» **RECORDS FOR THE EXERCISE**:

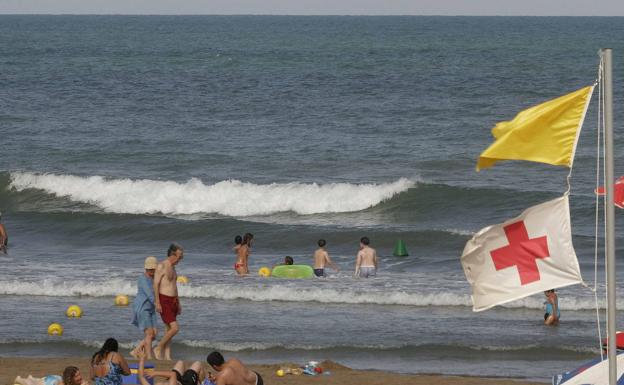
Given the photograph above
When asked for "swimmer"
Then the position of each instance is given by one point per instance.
(242, 255)
(321, 258)
(232, 371)
(166, 298)
(366, 263)
(552, 314)
(143, 308)
(4, 237)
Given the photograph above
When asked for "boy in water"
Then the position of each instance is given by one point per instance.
(366, 263)
(242, 255)
(321, 258)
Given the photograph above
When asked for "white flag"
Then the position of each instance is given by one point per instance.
(523, 256)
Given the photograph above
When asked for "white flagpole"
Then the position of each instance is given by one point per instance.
(610, 215)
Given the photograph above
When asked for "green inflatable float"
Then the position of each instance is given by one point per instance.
(293, 271)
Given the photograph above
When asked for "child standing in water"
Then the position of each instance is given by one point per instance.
(552, 314)
(321, 258)
(242, 255)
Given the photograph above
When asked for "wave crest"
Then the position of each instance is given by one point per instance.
(229, 197)
(278, 292)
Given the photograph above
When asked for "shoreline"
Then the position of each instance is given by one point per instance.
(10, 367)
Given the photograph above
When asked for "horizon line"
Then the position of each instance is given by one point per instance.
(290, 15)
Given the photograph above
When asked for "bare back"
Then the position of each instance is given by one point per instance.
(242, 259)
(235, 373)
(166, 278)
(321, 258)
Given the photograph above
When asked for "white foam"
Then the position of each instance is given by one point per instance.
(229, 197)
(280, 292)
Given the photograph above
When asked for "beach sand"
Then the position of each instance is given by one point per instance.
(10, 367)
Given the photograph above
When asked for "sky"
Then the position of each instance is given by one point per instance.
(319, 7)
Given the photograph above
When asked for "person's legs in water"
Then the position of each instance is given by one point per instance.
(164, 346)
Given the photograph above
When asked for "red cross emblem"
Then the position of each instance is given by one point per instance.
(521, 252)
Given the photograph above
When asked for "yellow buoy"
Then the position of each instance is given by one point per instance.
(74, 311)
(121, 300)
(55, 329)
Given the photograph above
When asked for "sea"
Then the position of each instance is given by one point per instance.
(122, 134)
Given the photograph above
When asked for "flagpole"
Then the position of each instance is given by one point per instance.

» **ACTION ITEM**: Gather all lines with the string "white" from the data.

» **RESULT OF THIS TASK**:
When asked for "white flag"
When asked for "white flagpole"
When asked for "white foam"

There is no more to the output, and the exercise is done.